**TO DO:** Without altering anything, repeat each of the records.

**THE RECORDS:**
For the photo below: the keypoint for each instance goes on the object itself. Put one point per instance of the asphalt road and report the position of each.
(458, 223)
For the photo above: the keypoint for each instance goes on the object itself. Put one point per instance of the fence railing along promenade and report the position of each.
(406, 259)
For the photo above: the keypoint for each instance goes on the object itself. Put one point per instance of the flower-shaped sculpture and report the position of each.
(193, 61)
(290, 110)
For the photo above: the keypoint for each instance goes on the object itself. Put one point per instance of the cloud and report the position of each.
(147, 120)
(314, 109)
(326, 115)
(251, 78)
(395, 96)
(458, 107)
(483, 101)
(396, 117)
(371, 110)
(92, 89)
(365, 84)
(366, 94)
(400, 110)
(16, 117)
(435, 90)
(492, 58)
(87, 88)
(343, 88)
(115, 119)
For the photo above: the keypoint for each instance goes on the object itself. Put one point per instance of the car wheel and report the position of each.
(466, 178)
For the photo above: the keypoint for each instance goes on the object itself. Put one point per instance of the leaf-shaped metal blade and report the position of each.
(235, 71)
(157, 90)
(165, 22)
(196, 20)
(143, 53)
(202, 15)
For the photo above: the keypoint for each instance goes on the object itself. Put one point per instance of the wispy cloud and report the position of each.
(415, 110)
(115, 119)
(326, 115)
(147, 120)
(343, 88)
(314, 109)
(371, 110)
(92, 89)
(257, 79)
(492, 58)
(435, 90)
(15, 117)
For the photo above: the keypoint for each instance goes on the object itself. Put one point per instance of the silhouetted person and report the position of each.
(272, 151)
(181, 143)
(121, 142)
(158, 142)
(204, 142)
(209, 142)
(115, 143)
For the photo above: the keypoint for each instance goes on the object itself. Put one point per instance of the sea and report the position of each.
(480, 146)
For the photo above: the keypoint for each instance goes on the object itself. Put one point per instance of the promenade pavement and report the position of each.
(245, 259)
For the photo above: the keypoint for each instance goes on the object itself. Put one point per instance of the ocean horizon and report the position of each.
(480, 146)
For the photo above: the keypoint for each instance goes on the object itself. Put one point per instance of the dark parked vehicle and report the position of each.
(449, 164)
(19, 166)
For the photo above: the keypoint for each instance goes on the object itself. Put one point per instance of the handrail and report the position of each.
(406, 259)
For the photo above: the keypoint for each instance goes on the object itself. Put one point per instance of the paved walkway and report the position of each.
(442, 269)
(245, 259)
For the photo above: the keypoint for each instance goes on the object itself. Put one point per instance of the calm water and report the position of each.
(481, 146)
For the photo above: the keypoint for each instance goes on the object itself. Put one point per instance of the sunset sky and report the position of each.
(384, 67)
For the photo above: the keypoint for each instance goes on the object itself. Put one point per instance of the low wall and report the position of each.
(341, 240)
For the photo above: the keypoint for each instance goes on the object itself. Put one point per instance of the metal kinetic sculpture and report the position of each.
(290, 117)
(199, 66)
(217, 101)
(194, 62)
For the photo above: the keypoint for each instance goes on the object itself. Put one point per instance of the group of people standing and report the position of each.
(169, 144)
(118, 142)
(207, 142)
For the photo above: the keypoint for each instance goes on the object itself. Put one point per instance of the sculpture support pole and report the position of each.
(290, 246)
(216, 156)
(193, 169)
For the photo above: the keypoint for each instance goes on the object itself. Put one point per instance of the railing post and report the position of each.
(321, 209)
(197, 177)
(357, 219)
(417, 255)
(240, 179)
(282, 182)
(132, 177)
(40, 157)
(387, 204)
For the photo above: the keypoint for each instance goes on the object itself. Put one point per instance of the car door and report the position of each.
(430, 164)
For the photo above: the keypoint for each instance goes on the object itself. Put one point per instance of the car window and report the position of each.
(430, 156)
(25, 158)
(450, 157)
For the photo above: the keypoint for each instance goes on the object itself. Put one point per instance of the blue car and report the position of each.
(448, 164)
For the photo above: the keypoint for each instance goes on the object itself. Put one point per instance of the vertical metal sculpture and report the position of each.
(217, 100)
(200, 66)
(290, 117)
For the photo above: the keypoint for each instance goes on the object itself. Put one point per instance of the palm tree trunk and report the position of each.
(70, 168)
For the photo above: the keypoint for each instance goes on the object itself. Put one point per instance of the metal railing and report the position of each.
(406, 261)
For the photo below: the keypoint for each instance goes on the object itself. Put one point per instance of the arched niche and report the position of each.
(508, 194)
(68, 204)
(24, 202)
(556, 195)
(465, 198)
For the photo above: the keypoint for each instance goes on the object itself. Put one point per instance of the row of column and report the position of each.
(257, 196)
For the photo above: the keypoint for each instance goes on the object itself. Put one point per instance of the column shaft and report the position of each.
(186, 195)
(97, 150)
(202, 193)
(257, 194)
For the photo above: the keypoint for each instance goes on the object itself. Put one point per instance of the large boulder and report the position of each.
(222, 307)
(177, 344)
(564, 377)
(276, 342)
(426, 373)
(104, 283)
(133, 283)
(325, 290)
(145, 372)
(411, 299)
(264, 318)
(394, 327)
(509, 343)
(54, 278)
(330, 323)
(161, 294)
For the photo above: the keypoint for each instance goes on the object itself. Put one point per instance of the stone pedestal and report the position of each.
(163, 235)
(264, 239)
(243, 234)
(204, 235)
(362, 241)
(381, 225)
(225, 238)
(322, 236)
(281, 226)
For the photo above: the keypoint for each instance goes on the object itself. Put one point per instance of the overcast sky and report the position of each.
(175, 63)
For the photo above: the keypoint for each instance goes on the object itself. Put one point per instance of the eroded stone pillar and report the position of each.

**ANSWER TO THE TASK:**
For the photo below: the keypoint for each instance goes on the object itself. Put one point per instance of the asphalt road and report the position of each.
(458, 223)
For the photo above: the keypoint for each instance goes on the object itself. Put one point per instance of the fence railing along promenade and report the position of each.
(406, 259)
For the photo above: the keypoint for each instance goes on the object itself. Put one point per instance of the flower-shaped sculpture and report the position of each.
(193, 61)
(290, 110)
For the photo above: the keypoint for each instance goes on the object itself. Put one point per instance of the cloud and report the position of each.
(147, 120)
(314, 109)
(326, 115)
(251, 78)
(395, 96)
(458, 107)
(483, 101)
(396, 117)
(371, 110)
(92, 89)
(365, 84)
(366, 94)
(400, 110)
(16, 117)
(435, 90)
(492, 58)
(87, 88)
(343, 88)
(115, 119)
For the photo above: the keypoint for each instance goes on the object itself. Put one point per instance of the car wheel and report the position of each.
(466, 178)
For the photo above: the keypoint for each instance goes on the object itself. Put one point per instance of the leaf-shaped metal blade and report the position of each.
(235, 71)
(157, 90)
(165, 22)
(196, 20)
(143, 53)
(202, 15)
For the photo above: the keypoint for each instance goes on the object itself. Put one point per instance of the wispy cloud and report the position of each.
(415, 110)
(115, 119)
(326, 115)
(147, 120)
(343, 88)
(314, 109)
(371, 110)
(92, 89)
(257, 79)
(492, 58)
(435, 90)
(15, 117)
For the photo above: the keypoint for each instance goes on the object itself. Put one point per instance of the silhouetted person and report the position of each.
(272, 151)
(181, 143)
(121, 142)
(158, 142)
(204, 142)
(209, 142)
(115, 143)
For the photo above: the keypoint for each instance goes on the object itself. Put one point per instance of the sea and report the position of each.
(480, 146)
For the photo above: the keypoint for each instance goes on the object itself. Put one point per instance of the promenade pavement and report the position of each.
(245, 259)
For the photo above: the keypoint for each instance goes on the object itself. Put one point per instance of the ocean horizon and report the position of each.
(480, 146)
For the photo above: the keypoint for each instance goes on the object itself. Put one point per instance of the dark parked vehicle and report the position of each.
(449, 164)
(19, 166)
For the photo above: the keypoint for each instance goes on the object itself. Put one point per instance of the handrail and report the position of each.
(406, 259)
For the photo above: the keypoint for each instance goes on the object itself. Put one point per instance of the paved walkway and report the position of each.
(442, 269)
(245, 259)
For the photo above: the keypoint for each instance goes on the object itself. Put one point per instance of the calm water and report the position of each.
(481, 146)
For the photo above: the keypoint for each instance goes on the object itself. Put one point per instance of the sunset sky and report the position of each.
(384, 67)
For the photo above: the keypoint for each instance goes on the object itself. Put one point per instance of the low wall and report the position of each.
(341, 240)
For the photo above: the keypoint for each instance goes on the object itself. Put one point per instance of the metal kinetic sculpture and report the position of each.
(290, 117)
(199, 66)
(217, 101)
(194, 62)
For the photo above: the keypoint for each instance goes on the object itself. Put one point per instance of the group of people standing and report the position of each.
(169, 144)
(118, 142)
(207, 142)
For the photo above: the keypoint for each instance goes on the object itself. Put one point per instance of the sculpture support pole and report the position of each.
(290, 246)
(216, 156)
(193, 169)
For the photo above: the keypoint for each instance goes on the object itself. Put one point per instance of the railing post and report the position of each.
(321, 209)
(197, 177)
(357, 219)
(417, 255)
(240, 179)
(282, 182)
(132, 177)
(40, 157)
(387, 204)
For the photo above: the keypoint for each instance goes on the object itself. Put one point per instance of the car door and report the position of each.
(430, 164)
For the photo above: the keypoint for each instance goes on the object itself. Put one point per instance of the car window and report the position of each.
(430, 156)
(25, 158)
(450, 157)
For the photo above: the keypoint for each instance goes on the object itself. Put one point per instance of the blue car and report the position of each.
(448, 164)
For the photo above: the keypoint for each instance goes on the object itself. Put one point per instance of the vertical metal sculpture and report the position of each.
(217, 100)
(200, 66)
(290, 117)
For the photo above: the keypoint for each instance goes on the object itself. Put one point per instance of the palm tree trunk and report the position of each.
(70, 168)
For the photo above: the keypoint for each instance goes on the object itself. Put one point per instance of the metal railing and report the position of each.
(406, 261)
For the photo below: the keypoint for each instance goes on the object itself. Put one point per instance of the arched niche and report the position of each.
(508, 194)
(68, 204)
(24, 202)
(556, 195)
(465, 198)
For the photo above: the keypoint for each instance goes on the object itself. Put one point per instance of the row of column and report the position of each.
(257, 196)
For the photo above: the keypoint for each instance goes on the object itself. Put one point per instance of the column shaft and report the position of each.
(186, 195)
(97, 150)
(202, 193)
(257, 194)
For the photo above: the keypoint for each instance goes on the object itself. Put one point per instance of the large boulder and report the position of each.
(222, 307)
(177, 344)
(564, 377)
(276, 342)
(426, 373)
(104, 283)
(133, 283)
(325, 290)
(145, 372)
(411, 299)
(264, 318)
(394, 327)
(509, 343)
(54, 278)
(330, 323)
(161, 294)
For the photo above: the keypoint for each instance goes on the object itself. Put one point per instance of the stone pedestal and report the position of each.
(163, 235)
(264, 239)
(243, 234)
(204, 235)
(362, 241)
(381, 225)
(225, 238)
(322, 236)
(281, 226)
For the photo above: the keypoint for each instance goes on the object itself. Put one point per instance of the overcast sky and report the position of each.
(175, 63)
For the photo above: the keypoint for each instance goes on the object itself. Put one point per instance of the eroded stone pillar and report the position of each.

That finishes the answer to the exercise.